> [Given information]
-=-=-

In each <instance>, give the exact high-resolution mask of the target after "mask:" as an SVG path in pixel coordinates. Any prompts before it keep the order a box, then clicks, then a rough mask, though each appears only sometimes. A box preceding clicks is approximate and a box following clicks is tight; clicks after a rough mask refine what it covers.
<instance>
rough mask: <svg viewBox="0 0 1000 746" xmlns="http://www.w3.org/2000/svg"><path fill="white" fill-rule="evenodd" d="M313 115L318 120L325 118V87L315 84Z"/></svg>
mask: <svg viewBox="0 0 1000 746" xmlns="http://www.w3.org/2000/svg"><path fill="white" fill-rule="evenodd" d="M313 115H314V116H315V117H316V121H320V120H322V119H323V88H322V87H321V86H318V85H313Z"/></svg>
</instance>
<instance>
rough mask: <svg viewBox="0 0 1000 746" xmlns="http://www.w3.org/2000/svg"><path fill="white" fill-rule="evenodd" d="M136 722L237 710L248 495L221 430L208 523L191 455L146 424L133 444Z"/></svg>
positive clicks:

-=-=-

> [Work instruction] From the data, list each line in which the string "clicks" appears.

> [Task result]
In each <instance>, give the exact high-resolution mask of the target after "mask:" as an SVG path in pixel coordinates. Any prompts before it keep the order a box, then clicks, then a rough mask, though each appears only sometimes. A box preceding clicks is approximate and a box following clicks is tight; clicks after a rough mask refine what it covers.
positive clicks:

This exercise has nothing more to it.